-- start Source material --

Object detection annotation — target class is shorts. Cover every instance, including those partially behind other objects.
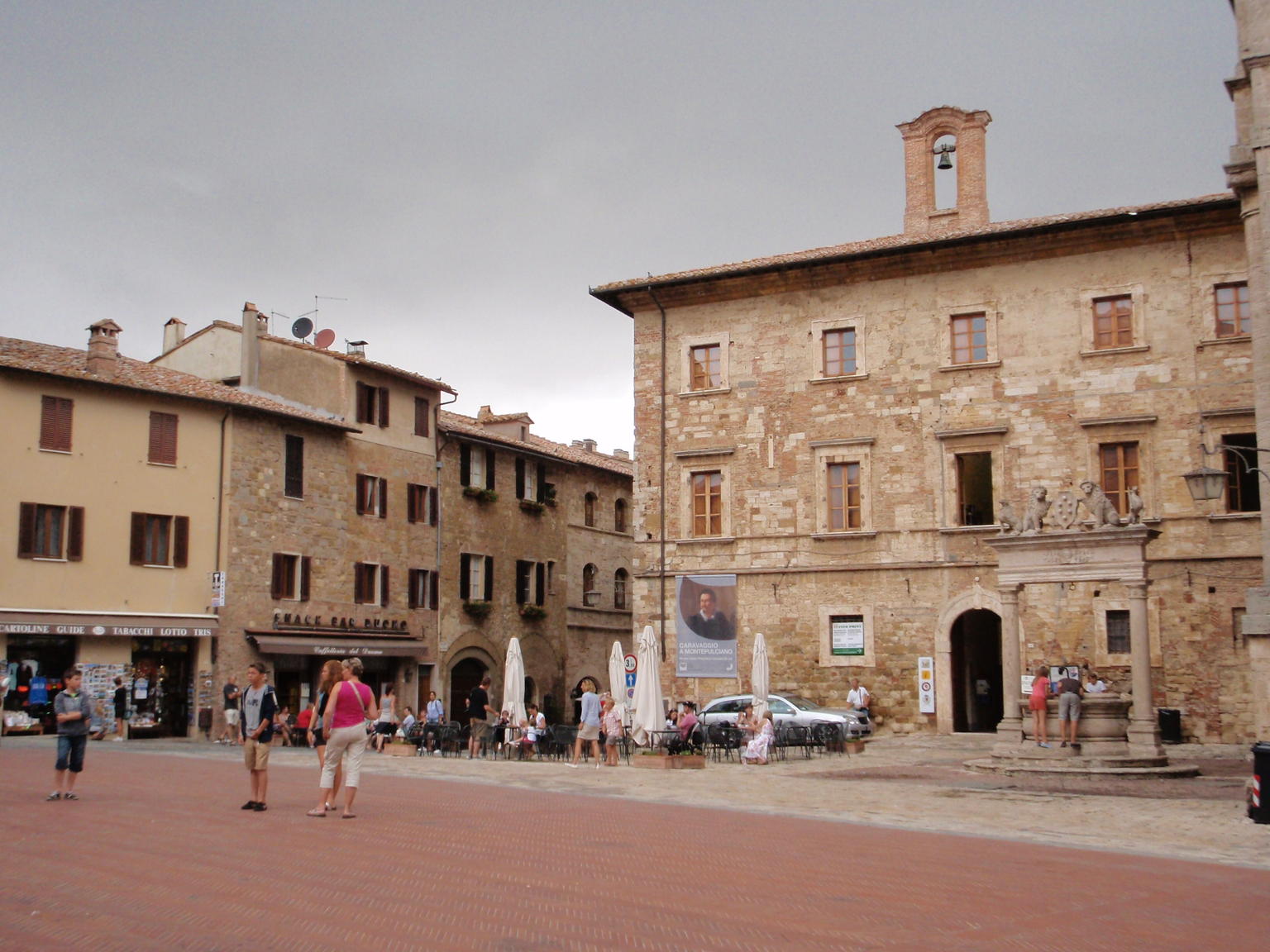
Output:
[55,734,88,773]
[242,737,270,770]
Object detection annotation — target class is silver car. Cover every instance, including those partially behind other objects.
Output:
[701,694,872,737]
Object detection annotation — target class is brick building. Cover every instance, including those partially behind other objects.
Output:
[592,107,1261,741]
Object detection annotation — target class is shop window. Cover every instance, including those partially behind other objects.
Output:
[18,502,84,562]
[357,472,389,519]
[282,434,305,499]
[357,383,389,426]
[40,396,75,453]
[128,513,189,569]
[149,412,177,466]
[270,552,313,602]
[957,453,995,526]
[1222,433,1261,513]
[1213,280,1252,338]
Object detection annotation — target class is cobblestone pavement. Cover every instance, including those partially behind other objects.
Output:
[0,739,1270,952]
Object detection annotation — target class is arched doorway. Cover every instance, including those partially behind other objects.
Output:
[447,658,489,724]
[948,608,1003,734]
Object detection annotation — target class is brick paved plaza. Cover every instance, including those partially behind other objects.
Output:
[0,739,1270,952]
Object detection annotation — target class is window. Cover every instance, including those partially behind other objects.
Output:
[353,562,389,606]
[270,552,313,602]
[689,344,723,390]
[692,471,723,536]
[820,327,856,377]
[18,502,84,562]
[458,552,494,602]
[516,559,547,606]
[1106,608,1130,655]
[414,397,432,436]
[150,412,177,466]
[40,396,75,453]
[128,513,189,569]
[357,383,389,426]
[957,453,995,526]
[951,312,988,363]
[282,434,305,499]
[409,569,437,612]
[1222,433,1261,513]
[1093,294,1133,350]
[1099,443,1139,516]
[357,472,389,519]
[824,462,862,532]
[405,483,437,526]
[614,569,630,611]
[1213,280,1252,338]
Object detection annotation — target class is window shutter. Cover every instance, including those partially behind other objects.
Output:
[18,507,36,559]
[66,505,84,562]
[128,513,146,565]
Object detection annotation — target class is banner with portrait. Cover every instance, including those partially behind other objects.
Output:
[675,575,737,678]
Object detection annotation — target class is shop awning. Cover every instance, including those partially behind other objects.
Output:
[246,631,428,658]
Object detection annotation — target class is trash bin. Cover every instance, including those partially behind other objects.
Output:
[1249,740,1270,822]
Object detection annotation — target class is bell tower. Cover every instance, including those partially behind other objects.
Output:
[895,105,992,235]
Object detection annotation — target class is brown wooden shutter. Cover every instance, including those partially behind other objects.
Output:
[128,513,146,565]
[18,507,36,559]
[66,505,84,562]
[171,516,189,569]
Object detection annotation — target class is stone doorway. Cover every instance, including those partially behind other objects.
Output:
[948,609,1005,734]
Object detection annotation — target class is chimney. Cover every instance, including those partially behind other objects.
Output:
[88,317,123,379]
[163,317,185,355]
[239,301,270,390]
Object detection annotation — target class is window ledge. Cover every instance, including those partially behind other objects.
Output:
[938,360,1000,374]
[1081,344,1151,357]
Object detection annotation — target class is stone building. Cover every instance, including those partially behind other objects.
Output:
[438,407,633,722]
[592,107,1261,741]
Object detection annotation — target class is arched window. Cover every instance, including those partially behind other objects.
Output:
[614,569,628,608]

-- end Source material --

Please count how many lines of the material above contain the string "building", matching case exactly. Give only the number.

■ Written response: 2